EXERCISE BRIEF -> Write out each line of the items below word for word, keeping every number and punctuation mark unchanged.

[Point labeling examples]
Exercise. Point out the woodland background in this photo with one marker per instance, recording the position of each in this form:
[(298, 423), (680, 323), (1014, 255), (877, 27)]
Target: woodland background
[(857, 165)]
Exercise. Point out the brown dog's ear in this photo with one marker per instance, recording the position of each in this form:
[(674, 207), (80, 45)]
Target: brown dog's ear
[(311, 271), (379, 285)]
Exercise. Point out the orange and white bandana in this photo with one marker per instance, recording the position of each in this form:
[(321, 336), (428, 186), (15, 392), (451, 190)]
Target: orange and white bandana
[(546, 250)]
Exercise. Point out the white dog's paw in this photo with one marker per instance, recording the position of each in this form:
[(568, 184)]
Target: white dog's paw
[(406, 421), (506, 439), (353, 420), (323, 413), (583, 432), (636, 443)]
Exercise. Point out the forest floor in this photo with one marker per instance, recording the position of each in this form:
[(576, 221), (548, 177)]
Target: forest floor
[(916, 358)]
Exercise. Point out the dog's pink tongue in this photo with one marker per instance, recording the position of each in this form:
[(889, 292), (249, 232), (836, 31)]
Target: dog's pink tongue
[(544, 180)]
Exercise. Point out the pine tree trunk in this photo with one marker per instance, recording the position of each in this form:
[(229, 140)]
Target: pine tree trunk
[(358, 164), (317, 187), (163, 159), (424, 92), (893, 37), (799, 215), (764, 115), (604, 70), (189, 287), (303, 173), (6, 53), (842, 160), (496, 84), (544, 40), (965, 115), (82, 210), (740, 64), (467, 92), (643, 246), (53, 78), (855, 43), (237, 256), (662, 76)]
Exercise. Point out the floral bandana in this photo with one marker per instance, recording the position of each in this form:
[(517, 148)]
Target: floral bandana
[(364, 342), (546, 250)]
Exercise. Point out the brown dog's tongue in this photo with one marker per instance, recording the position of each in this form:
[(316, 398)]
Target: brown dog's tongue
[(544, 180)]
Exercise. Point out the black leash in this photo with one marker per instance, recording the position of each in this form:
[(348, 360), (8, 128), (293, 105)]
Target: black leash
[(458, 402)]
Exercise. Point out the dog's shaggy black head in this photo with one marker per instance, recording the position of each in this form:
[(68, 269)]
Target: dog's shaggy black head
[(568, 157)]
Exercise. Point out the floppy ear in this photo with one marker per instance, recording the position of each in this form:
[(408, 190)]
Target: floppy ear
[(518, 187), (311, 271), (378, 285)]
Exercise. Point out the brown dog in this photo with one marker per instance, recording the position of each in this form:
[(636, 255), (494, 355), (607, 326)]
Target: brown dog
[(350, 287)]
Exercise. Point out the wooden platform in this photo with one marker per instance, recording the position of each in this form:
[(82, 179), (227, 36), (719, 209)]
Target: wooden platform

OUTPUT ->
Exercise. Point out the woodland background in this photo with one marker per instance, recording the position of each in this form:
[(298, 423), (680, 323), (1014, 255), (877, 27)]
Target: woodland background
[(857, 165)]
Exercise. Point out the brown dog's ear in this photo with one marker per instance, recording the position of each in this form:
[(674, 207), (80, 45)]
Target: brown dog's ear
[(311, 271), (379, 285)]
Exercise. Point out the orange and white bandana in this photo with one marker per instance, recording the position of each in this form:
[(321, 336), (428, 186), (15, 392), (451, 190)]
Target: orange and white bandana
[(546, 250)]
Exercise. Point out the white dog's paw in this photo with one marker per instance, recording the position of each in this form:
[(568, 184)]
Target: white dog's paw
[(406, 421), (506, 439), (353, 420), (323, 413), (583, 432), (636, 443)]
Exercise. Point out the forest floor in this photo with one marker per instance, recording the position of each in this form:
[(576, 221), (548, 177)]
Target: forest floor
[(916, 358)]
Exercise. Point out the dog's pink tongue in this photo with one marker per instance, recording the position of each in this form:
[(889, 292), (249, 232), (836, 31)]
Target: dog's pink tongue
[(544, 180)]
Exercise. Point out the pine tree trunk in this photo with one marker per instance, recording the position of each in this form:
[(229, 140)]
Target: pine tree trunk
[(358, 164), (317, 187), (163, 159), (424, 92), (893, 37), (799, 215), (764, 115), (604, 70), (189, 287), (303, 173), (6, 53), (842, 160), (496, 84), (544, 40), (965, 115), (82, 210), (740, 64), (467, 92), (643, 246), (53, 78), (855, 43), (237, 256), (662, 76)]
Exercise. Point out the floral bandana in this photo with one marker per instance, recording the position of each in this form:
[(517, 148)]
Target: floral bandana
[(364, 342), (546, 250)]
Exercise. Point out the brown dog's tongue in this photo with one marker per instance, recording the position of each in this form:
[(316, 398)]
Target: brown dog's tongue
[(544, 180)]
Exercise. Point out the black leash in this photo with one marker per instance, recording the position of each in this form:
[(348, 360), (8, 128), (293, 105)]
Target: black leash
[(458, 402)]
Exercise. Point out the dog's shaggy black head in this photo with one marker per instance, recording the position of each in this form:
[(68, 269)]
Target: dog's shaggy black head
[(568, 157)]
Exercise. Point out the floppy ear in this photo with one marker per instance, recording the position of each in this form:
[(408, 190)]
Target: floppy ear
[(518, 187), (311, 271), (378, 285)]
Exercise. Point out the brown dog in this photo with one marker per instance, recording the position of each in this form:
[(636, 255), (494, 355), (607, 326)]
Target: brown dog
[(350, 287)]
Exercise. Point out the wooden platform in this photo with one marker per instance, recording the position of each in this form:
[(82, 179), (227, 36), (719, 209)]
Target: wooden platform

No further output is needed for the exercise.